**Given exercise a:** Reproduce the excerpt on confidence score evaluation in full, word for word, before looking at the rows.

The first row shows the confidence scores distributions, one graph per scores function. Colors inside a given graph represent different scenarios: InD, Vertical flip, Darker and Uniformly random.
The second row shows the ROC curves for the OoD Detection task (which is in fine a binary classification task). There is one graph per InD/OoD pair, so \(3\) graphs here. In each graph, colors represent score functions: Softmax, GradNorm, Gram and KNN.
This visualization provides very insightful details for experienced users. The next section will help with quantifying these results.
Important
Confidence scores evaluation characterizes the ability to identify OoD samples based on the confidence scores associated with the predictions of the model. It provides no information regarding the correctness of the predictions themselves.
6. Define metrics to get quantified results#
In scio.eval, we implemented a few standard
Discriminative Power metrics. Let us choose \(2\) for our
tutorial: a partial AUC and
TPR\(@ 5\%\). See
Implementing your own Discriminative Power metric to use your
own metric.
Using compute_metrics() and
summary_table(), we get quantitative results from our
confidence scores.

**Given exercise b:** In the rows below, how many lines contain the string "board"? Case counts, and reply with the number alone.

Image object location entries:
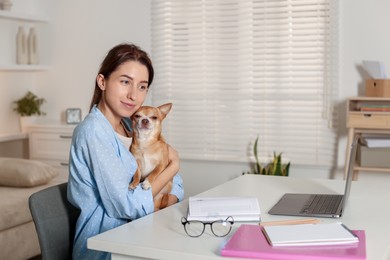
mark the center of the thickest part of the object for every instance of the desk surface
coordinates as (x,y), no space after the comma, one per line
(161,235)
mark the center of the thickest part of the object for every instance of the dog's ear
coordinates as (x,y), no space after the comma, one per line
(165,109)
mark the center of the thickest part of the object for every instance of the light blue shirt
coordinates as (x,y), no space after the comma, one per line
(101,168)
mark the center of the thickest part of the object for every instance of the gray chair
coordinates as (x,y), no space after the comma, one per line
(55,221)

--

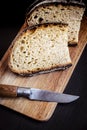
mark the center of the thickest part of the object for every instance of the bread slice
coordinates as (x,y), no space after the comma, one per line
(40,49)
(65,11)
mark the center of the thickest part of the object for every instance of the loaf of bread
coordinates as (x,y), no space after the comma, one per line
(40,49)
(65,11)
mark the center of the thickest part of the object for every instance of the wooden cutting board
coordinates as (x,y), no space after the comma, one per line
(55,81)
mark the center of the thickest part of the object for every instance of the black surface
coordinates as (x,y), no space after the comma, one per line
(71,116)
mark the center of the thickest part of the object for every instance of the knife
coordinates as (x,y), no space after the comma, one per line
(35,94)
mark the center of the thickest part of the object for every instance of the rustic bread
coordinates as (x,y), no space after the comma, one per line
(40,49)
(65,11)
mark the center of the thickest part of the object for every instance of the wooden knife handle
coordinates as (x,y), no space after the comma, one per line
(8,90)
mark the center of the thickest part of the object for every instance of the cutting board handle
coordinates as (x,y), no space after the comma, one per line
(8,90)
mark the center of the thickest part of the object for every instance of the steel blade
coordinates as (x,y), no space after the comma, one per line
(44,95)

**Complete output a:**
The first row shows the confidence scores distributions, one graph per scores function. Colors inside a given graph represent different scenarios: InD, Vertical flip, Darker and Uniformly random.
The second row shows the ROC curves for the OoD Detection task (which is in fine a binary classification task). There is one graph per InD/OoD pair, so \(3\) graphs here. In each graph, colors represent score functions: Softmax, GradNorm, Gram and KNN.
This visualization provides very insightful details for experienced users. The next section will help with quantifying these results.
Important
Confidence scores evaluation characterizes the ability to identify OoD samples based on the confidence scores associated with the predictions of the model. It provides no information regarding the correctness of the predictions themselves.
6. Define metrics to get quantified results#
In scio.eval, we implemented a few standard
Discriminative Power metrics. Let us choose \(2\) for our
tutorial: a partial AUC and
TPR\(@ 5\%\). See
Implementing your own Discriminative Power metric to use your
own metric.
Using compute_metrics() and
summary_table(), we get quantitative results from our
confidence scores.

**Complete output b:** 2